> [Exercise directions]
Rewrite the records from the line with "266L46 248L13 275L6" up to and including the line with "positive clicks: (95, 289)", replacing "rough mask" with "coarse mask" and keeping everything else unchanged.

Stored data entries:

════════════════════

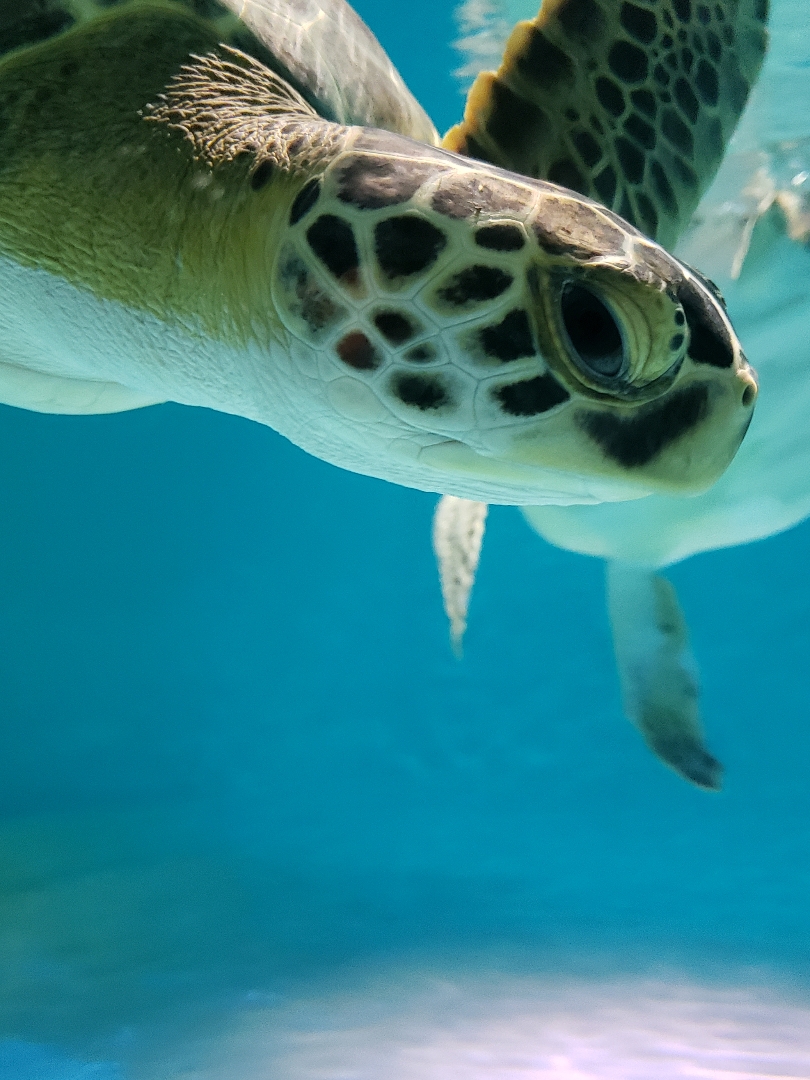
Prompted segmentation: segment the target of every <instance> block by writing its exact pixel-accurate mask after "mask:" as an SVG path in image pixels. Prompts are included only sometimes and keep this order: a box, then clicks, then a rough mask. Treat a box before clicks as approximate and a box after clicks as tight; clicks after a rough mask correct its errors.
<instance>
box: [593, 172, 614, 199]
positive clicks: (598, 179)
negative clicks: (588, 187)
mask: <svg viewBox="0 0 810 1080" xmlns="http://www.w3.org/2000/svg"><path fill="white" fill-rule="evenodd" d="M616 184H617V179H616V171H615V168H613V166H612V165H608V166H607V168H603V171H602V172H600V173H599V175H598V176H596V177H594V181H593V186H594V188H596V193H597V194H598V197H599V199H602V201H603V202H604V203H605V205H606V206H612V205H613V199H615V198H616Z"/></svg>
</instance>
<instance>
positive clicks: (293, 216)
mask: <svg viewBox="0 0 810 1080" xmlns="http://www.w3.org/2000/svg"><path fill="white" fill-rule="evenodd" d="M320 194H321V181H320V180H319V179H316V178H315V179H313V180H307V183H306V184H305V185H303V187H302V188H301V190H300V191H299V192H298V194H297V195H296V197H295V200H294V201H293V205H292V207H291V210H289V224H291V225H297V224H298V222H299V221H300V219H301V218H302V217H303V216H305V215H306V214H309V212H310V211H311V210H312V207H313V206H314V205H315V203H316V202H318V197H319V195H320Z"/></svg>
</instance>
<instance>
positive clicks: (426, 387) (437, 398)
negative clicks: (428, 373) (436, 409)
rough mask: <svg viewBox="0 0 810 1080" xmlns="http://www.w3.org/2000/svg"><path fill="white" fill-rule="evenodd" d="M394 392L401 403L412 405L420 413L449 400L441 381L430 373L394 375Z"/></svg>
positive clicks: (427, 411)
mask: <svg viewBox="0 0 810 1080" xmlns="http://www.w3.org/2000/svg"><path fill="white" fill-rule="evenodd" d="M393 388H394V393H395V394H396V396H397V397H399V399H400V401H401V402H402V403H403V405H413V406H414V407H415V408H418V409H420V410H421V411H422V413H429V411H431V410H432V409H437V408H441V407H442V406H443V405H446V404H447V402H448V401H449V396H448V394H447V391H446V389H445V388H444V386H443V384H442V382H441V381H440V380H438V379H437V378H436V377H435V376H432V375H403V374H399V375H395V376H394V378H393Z"/></svg>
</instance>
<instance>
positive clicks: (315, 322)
mask: <svg viewBox="0 0 810 1080" xmlns="http://www.w3.org/2000/svg"><path fill="white" fill-rule="evenodd" d="M280 279H281V285H282V287H283V289H284V291H285V292H286V293H287V296H288V300H289V308H291V311H292V312H293V313H294V314H296V315H298V318H299V319H301V320H302V321H303V322H305V323H306V324H307V326H308V327H309V329H310V330H311V332H312V333H313V334H316V333H318V332H319V330H322V329H324V327H326V326H328V325H330V324H332V323H333V322H335V320H336V319H337V318H339V316H340V315H341V314H343V309H341V308H339V307H338V306H337V305H336V303H335V302H334V301H333V299H332V297H329V296H327V295H326V294H325V293H323V292H322V291H321V288H320V286H319V285H318V282H316V281H315V280H314V278H313V275H312V274H311V273H310V272H309V269H308V268H307V267H306V266H305V264H303V262H301V260H300V259H299V258H298V256H297V255H293V256H288V257H287V258H286V259H285V260H284V261H283V264H282V266H281V270H280Z"/></svg>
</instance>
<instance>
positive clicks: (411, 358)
mask: <svg viewBox="0 0 810 1080" xmlns="http://www.w3.org/2000/svg"><path fill="white" fill-rule="evenodd" d="M403 356H404V359H405V360H407V361H410V363H411V364H429V363H430V362H431V360H435V359H436V350H435V348H434V347H433V346H432V345H430V343H428V342H424V341H423V342H422V343H421V345H415V346H414V348H413V349H408V351H407V352H406V353H404V354H403Z"/></svg>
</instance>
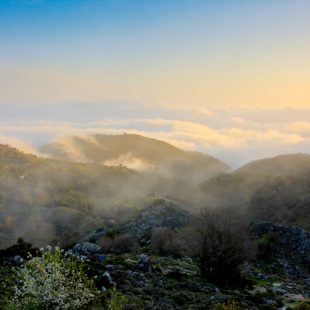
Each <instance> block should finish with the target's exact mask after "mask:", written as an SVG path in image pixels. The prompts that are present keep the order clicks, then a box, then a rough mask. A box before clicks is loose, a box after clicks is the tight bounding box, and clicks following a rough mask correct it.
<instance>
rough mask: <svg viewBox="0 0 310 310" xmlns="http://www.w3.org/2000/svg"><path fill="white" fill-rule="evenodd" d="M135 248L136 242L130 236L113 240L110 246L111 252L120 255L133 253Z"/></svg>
mask: <svg viewBox="0 0 310 310" xmlns="http://www.w3.org/2000/svg"><path fill="white" fill-rule="evenodd" d="M136 247H137V243H136V241H135V240H134V239H133V238H132V236H131V234H124V235H120V236H117V237H116V238H114V240H113V242H112V245H111V252H113V253H116V254H120V253H127V252H131V251H133V250H134V249H135V248H136Z"/></svg>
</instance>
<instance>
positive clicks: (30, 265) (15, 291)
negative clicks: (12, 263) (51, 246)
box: [5, 247, 99, 309]
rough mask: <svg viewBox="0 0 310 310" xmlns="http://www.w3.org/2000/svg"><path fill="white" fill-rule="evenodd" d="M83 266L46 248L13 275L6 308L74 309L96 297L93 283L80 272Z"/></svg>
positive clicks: (95, 289)
mask: <svg viewBox="0 0 310 310" xmlns="http://www.w3.org/2000/svg"><path fill="white" fill-rule="evenodd" d="M83 269H84V266H83V264H82V262H79V261H78V260H76V258H74V257H64V255H63V251H62V250H60V249H58V248H55V249H54V250H53V249H51V248H50V247H48V248H47V250H44V251H42V257H31V256H30V257H29V260H28V261H27V262H26V263H25V264H24V265H23V266H22V267H20V268H19V269H17V270H16V272H15V274H14V282H15V285H14V287H13V288H12V296H10V299H9V300H7V301H6V305H5V308H6V309H47V308H48V309H77V308H81V307H84V306H86V305H88V304H90V303H91V302H92V301H94V300H95V299H96V298H97V297H99V291H98V290H97V289H96V288H95V286H94V282H93V281H92V280H90V279H88V278H87V277H86V275H85V273H84V270H83Z"/></svg>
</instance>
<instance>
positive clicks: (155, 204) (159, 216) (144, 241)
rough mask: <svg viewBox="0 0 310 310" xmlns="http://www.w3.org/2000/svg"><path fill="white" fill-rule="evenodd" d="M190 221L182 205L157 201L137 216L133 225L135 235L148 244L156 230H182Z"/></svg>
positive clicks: (184, 209) (174, 203)
mask: <svg viewBox="0 0 310 310" xmlns="http://www.w3.org/2000/svg"><path fill="white" fill-rule="evenodd" d="M189 219H190V214H189V212H188V211H186V210H185V209H184V208H183V207H182V206H181V205H179V204H177V203H175V202H173V201H170V200H165V199H157V200H155V201H154V202H153V203H152V204H151V205H150V206H149V207H147V208H146V209H143V210H142V211H141V212H140V213H139V215H138V216H137V218H136V220H135V221H134V223H133V231H134V235H135V236H136V237H137V239H138V240H140V241H142V242H144V243H148V242H149V240H150V237H151V234H152V232H153V231H154V229H155V228H158V227H169V228H173V229H176V228H180V227H183V226H185V225H186V224H187V223H188V221H189Z"/></svg>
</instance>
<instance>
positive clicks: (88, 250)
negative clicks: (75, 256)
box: [72, 242, 102, 257]
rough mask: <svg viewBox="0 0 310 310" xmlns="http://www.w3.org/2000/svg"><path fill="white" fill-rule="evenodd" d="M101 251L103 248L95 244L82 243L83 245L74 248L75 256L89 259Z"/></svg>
mask: <svg viewBox="0 0 310 310" xmlns="http://www.w3.org/2000/svg"><path fill="white" fill-rule="evenodd" d="M101 250H102V249H101V247H100V246H99V245H97V244H95V243H91V242H81V243H77V244H76V245H75V246H74V247H73V248H72V253H73V255H77V256H86V257H89V256H91V255H95V254H99V253H100V251H101Z"/></svg>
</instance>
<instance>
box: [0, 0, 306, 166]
mask: <svg viewBox="0 0 310 310" xmlns="http://www.w3.org/2000/svg"><path fill="white" fill-rule="evenodd" d="M309 12H310V1H308V0H281V1H280V0H234V1H231V0H221V1H216V0H213V1H210V0H191V1H189V0H149V1H145V0H74V1H73V0H1V1H0V108H1V114H0V142H3V143H4V142H5V143H11V144H15V145H17V144H18V143H19V145H21V144H23V147H26V145H27V147H28V148H29V149H30V148H31V147H37V146H39V145H42V144H44V143H48V142H50V140H53V139H57V138H59V137H60V136H62V135H66V134H76V133H81V134H82V133H94V132H103V133H120V132H135V133H141V134H145V135H147V136H151V137H156V138H159V139H163V140H165V141H168V142H171V143H173V144H175V145H177V146H180V147H183V148H185V149H189V150H198V151H202V152H206V153H208V154H211V155H213V156H216V157H219V158H220V159H222V160H224V161H226V162H228V163H230V164H231V165H233V166H238V165H241V164H243V163H245V162H247V161H249V160H253V159H256V158H262V157H269V156H274V155H277V154H279V153H287V152H289V153H296V152H304V153H309V146H310V40H309V38H310V19H309ZM21 141H22V142H21ZM29 145H32V146H29Z"/></svg>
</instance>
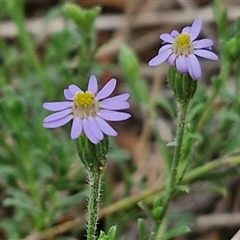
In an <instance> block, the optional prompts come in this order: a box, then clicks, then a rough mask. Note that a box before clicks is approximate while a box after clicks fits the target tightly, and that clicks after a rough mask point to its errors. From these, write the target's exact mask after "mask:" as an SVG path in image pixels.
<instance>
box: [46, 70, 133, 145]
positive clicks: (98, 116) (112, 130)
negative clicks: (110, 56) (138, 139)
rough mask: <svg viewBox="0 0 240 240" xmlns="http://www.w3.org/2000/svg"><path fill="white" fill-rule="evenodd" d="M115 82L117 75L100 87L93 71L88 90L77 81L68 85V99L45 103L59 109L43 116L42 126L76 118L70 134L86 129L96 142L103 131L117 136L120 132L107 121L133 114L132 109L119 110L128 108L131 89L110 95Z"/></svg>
mask: <svg viewBox="0 0 240 240" xmlns="http://www.w3.org/2000/svg"><path fill="white" fill-rule="evenodd" d="M116 84H117V81H116V79H114V78H112V79H111V80H110V81H109V82H108V83H107V84H106V85H105V86H104V87H103V88H102V89H101V90H100V91H98V84H97V79H96V77H95V76H94V75H92V76H91V77H90V79H89V83H88V88H87V91H86V92H84V91H83V90H82V89H80V88H79V87H77V86H76V85H74V84H71V85H69V86H68V88H67V89H65V90H64V96H65V98H66V99H67V101H63V102H46V103H44V104H43V107H44V108H45V109H47V110H50V111H54V112H56V113H53V114H51V115H49V116H47V117H46V118H45V119H44V120H43V126H44V127H45V128H58V127H61V126H63V125H64V124H66V123H68V122H69V121H71V120H73V121H72V127H71V133H70V136H71V138H72V139H76V138H78V137H79V136H80V134H81V133H85V135H86V136H87V138H88V139H89V140H90V141H91V142H92V143H94V144H97V143H98V142H99V141H101V140H102V139H103V137H104V134H106V135H109V136H116V135H117V132H116V131H115V130H114V129H113V128H112V127H111V126H110V125H109V124H108V123H107V121H122V120H125V119H128V118H129V117H130V116H131V115H130V114H129V113H125V112H118V111H117V110H123V109H127V108H129V103H128V102H127V100H128V98H129V96H130V95H129V94H128V93H123V94H120V95H117V96H114V97H110V98H107V97H109V96H110V95H111V94H112V92H113V91H114V89H115V87H116Z"/></svg>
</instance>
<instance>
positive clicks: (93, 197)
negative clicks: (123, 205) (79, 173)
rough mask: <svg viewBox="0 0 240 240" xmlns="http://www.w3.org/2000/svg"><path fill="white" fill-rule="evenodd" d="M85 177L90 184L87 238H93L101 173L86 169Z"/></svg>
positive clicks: (97, 208)
mask: <svg viewBox="0 0 240 240" xmlns="http://www.w3.org/2000/svg"><path fill="white" fill-rule="evenodd" d="M87 177H88V183H89V186H90V196H89V201H88V224H87V239H88V240H95V239H96V230H97V221H98V211H99V201H100V193H101V184H102V173H101V172H91V171H87Z"/></svg>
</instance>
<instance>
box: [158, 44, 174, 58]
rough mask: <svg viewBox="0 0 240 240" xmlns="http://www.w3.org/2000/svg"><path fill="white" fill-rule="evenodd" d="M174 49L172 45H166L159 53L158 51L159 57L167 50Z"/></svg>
mask: <svg viewBox="0 0 240 240" xmlns="http://www.w3.org/2000/svg"><path fill="white" fill-rule="evenodd" d="M171 48H172V44H166V45H163V46H162V47H161V48H160V49H159V51H158V55H160V54H162V53H163V52H165V51H166V50H167V49H171Z"/></svg>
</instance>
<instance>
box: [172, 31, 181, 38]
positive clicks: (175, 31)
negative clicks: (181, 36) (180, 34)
mask: <svg viewBox="0 0 240 240" xmlns="http://www.w3.org/2000/svg"><path fill="white" fill-rule="evenodd" d="M171 35H172V36H173V37H174V38H176V37H177V36H178V35H179V32H178V31H176V30H173V31H172V32H171Z"/></svg>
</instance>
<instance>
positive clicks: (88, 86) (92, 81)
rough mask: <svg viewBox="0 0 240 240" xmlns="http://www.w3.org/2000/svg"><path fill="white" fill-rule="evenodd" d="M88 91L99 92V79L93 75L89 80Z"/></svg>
mask: <svg viewBox="0 0 240 240" xmlns="http://www.w3.org/2000/svg"><path fill="white" fill-rule="evenodd" d="M88 91H89V92H92V93H96V92H97V91H98V83H97V78H96V77H95V76H94V75H92V76H91V77H90V79H89V82H88Z"/></svg>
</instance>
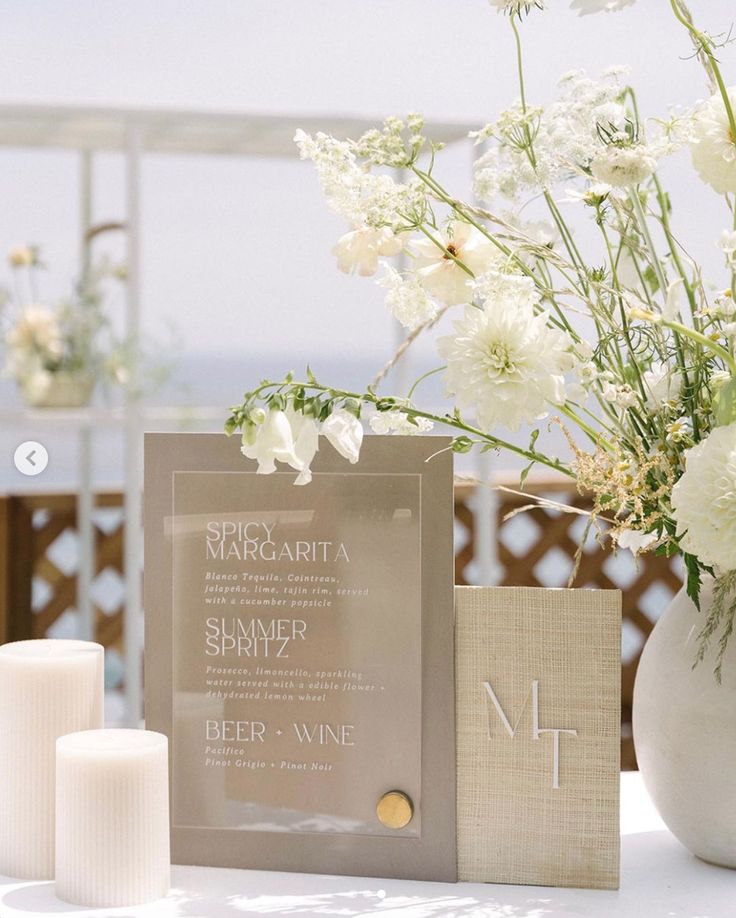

════════════════════

> [Output for this task]
coarse mask: <svg viewBox="0 0 310 310" xmlns="http://www.w3.org/2000/svg"><path fill="white" fill-rule="evenodd" d="M83 266L46 248L13 275L6 308L74 309L96 297L93 283L80 272Z"/></svg>
positive clicks: (95, 289)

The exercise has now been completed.